» **SUPPLIED ENTRIES**:
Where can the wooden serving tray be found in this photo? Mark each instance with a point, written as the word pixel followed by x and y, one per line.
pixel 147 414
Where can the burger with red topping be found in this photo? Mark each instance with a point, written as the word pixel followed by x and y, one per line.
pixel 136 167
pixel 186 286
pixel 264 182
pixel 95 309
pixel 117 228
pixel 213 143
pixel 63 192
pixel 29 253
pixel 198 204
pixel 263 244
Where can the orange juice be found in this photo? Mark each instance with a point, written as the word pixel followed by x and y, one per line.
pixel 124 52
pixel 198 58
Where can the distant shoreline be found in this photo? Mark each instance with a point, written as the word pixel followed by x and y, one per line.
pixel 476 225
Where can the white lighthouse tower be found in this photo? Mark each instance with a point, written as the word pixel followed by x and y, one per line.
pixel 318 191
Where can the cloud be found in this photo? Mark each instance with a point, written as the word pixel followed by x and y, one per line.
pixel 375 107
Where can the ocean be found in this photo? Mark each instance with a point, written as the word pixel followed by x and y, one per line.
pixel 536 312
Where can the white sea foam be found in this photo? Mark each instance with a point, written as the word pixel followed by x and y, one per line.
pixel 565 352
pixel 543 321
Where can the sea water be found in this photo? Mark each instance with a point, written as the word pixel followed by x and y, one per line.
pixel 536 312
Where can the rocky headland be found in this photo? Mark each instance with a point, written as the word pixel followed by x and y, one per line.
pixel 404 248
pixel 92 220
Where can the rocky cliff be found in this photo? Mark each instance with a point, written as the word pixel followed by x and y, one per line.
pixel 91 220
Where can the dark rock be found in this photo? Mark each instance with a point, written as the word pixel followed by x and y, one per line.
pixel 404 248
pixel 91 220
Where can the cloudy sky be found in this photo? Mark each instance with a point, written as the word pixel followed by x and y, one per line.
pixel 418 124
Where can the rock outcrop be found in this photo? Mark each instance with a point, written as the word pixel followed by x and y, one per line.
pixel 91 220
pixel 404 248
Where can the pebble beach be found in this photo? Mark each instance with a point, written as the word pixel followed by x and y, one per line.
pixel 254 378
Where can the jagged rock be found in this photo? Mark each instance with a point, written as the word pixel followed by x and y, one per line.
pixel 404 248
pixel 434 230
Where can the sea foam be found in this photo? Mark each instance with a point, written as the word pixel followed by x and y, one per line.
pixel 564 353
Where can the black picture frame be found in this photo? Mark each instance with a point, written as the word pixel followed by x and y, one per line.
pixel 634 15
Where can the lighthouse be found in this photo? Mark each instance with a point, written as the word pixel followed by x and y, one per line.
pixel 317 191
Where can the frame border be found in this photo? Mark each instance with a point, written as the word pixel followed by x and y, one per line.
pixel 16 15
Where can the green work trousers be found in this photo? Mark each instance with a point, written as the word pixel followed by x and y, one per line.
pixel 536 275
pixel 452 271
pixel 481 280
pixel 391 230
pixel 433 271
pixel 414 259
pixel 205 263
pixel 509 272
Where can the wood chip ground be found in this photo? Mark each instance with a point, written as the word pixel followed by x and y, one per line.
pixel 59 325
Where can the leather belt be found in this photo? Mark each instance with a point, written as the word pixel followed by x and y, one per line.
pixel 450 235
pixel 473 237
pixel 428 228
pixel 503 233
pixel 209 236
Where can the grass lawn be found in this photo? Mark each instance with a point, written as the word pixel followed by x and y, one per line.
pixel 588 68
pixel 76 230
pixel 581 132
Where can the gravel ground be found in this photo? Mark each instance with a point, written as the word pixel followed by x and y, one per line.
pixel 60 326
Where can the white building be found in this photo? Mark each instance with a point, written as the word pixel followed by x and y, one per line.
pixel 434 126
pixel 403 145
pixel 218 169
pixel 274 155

» **ACTION ITEM**:
Each line of the listing is to be repeated without alteration.

» **ANSWER SPACE**:
Where can the wooden serving tray be found in this photo? Mark each instance with a point, written as the word pixel followed by x and y, one per line.
pixel 147 414
Where can the burger with red topping be found in this photo? Mark each instance with a point, written as the word pixel followed by x and y, one per line.
pixel 136 167
pixel 186 286
pixel 264 182
pixel 95 309
pixel 117 228
pixel 213 143
pixel 63 192
pixel 29 253
pixel 198 204
pixel 263 244
Where can the orange juice be found in this photo? Mark each instance with a point, written as the word pixel followed by x and y, one per line.
pixel 124 52
pixel 198 58
Where can the distant shoreline be found in this photo? Mark each instance with a point, written as the word pixel followed by x and y, one per line.
pixel 476 225
Where can the white lighthouse tower be found in this photo? Mark each instance with a point, written as the word pixel followed by x and y, one per line.
pixel 318 191
Where can the cloud be found in this photo? Mark each instance with a point, written as the word pixel followed by x and y, one per line.
pixel 375 107
Where can the ocean be found in this photo? Mark each instance with a point, written as the word pixel followed by x and y, one per line.
pixel 536 312
Where can the white sea foam be found in this photo? Mark each instance with a point, written as the word pixel followed by x and y, one per line.
pixel 565 352
pixel 543 321
Where can the sea water be found in this photo? Mark each instance with a point, written as the word pixel followed by x and y, one per line.
pixel 536 312
Where can the rocky headland be found in this photo? Mark each instance with a point, written as the word pixel followed by x and y, one per line.
pixel 404 248
pixel 92 220
Where can the rocky cliff be found in this photo? Mark each instance with a point, written as the word pixel followed by x and y, one per line.
pixel 91 220
Where can the dark rock be found in this photo? Mark each instance with a point, written as the word pixel followed by x and y, one per line.
pixel 404 248
pixel 91 220
Where can the cloudy sky be found in this photo? Mark each instance with a point, written as the word pixel followed by x and y, one per line.
pixel 418 124
Where can the rock outcrop be found in this photo? Mark each instance with a point, written as the word pixel followed by x and y, one per line.
pixel 91 220
pixel 404 248
Where can the pebble beach be found in this photo? Mark each instance with a point, written as the word pixel followed by x and y, one per line.
pixel 254 378
Where can the jagged rock be found in this photo? Mark each instance with a point, written as the word pixel followed by x and y, one per line.
pixel 404 248
pixel 434 230
Where can the sea foam be found in this photo? Mark each instance with a point, written as the word pixel followed by x and y, one per line.
pixel 564 353
Where can the black picture frame be found in this photo? Mark each instance with a point, written as the word pixel followed by x and y, one per line.
pixel 634 15
Where can the lighthouse be found in this photo? Mark each instance with a point, written as the word pixel followed by x and y, one per line.
pixel 317 191
Where can the frame border be found in this photo? Mark each instance with a point, written as the word pixel followed by x and y, one per line.
pixel 16 15
Where can the green work trousers be found in this photo? Mark each instance with a point, written as the word pixel followed by x and y, one per line.
pixel 536 275
pixel 452 271
pixel 481 280
pixel 391 230
pixel 433 271
pixel 414 259
pixel 205 263
pixel 509 272
Where can the wood chip ground be found in this photo? Mark each instance with a point, written as the word pixel followed by x and y, one per line.
pixel 59 325
Where can the leather belt be found in this photo? Mark each instance with a point, written as the word pixel followed by x and y, one per line.
pixel 450 235
pixel 473 237
pixel 428 228
pixel 503 233
pixel 209 236
Where can the grass lawn be found in this photo? Mark each instance with a point, written as the word pixel followed by x and y, one per line.
pixel 588 68
pixel 76 230
pixel 581 132
Where can the gravel ground be found in this photo? Mark each instance with a point, written as the word pixel followed by x and y, one per line.
pixel 60 326
Where can the white building be found in this photo? Mark each instance with a point, written as the word pixel followed by x and y, one per line.
pixel 434 126
pixel 403 145
pixel 218 169
pixel 274 155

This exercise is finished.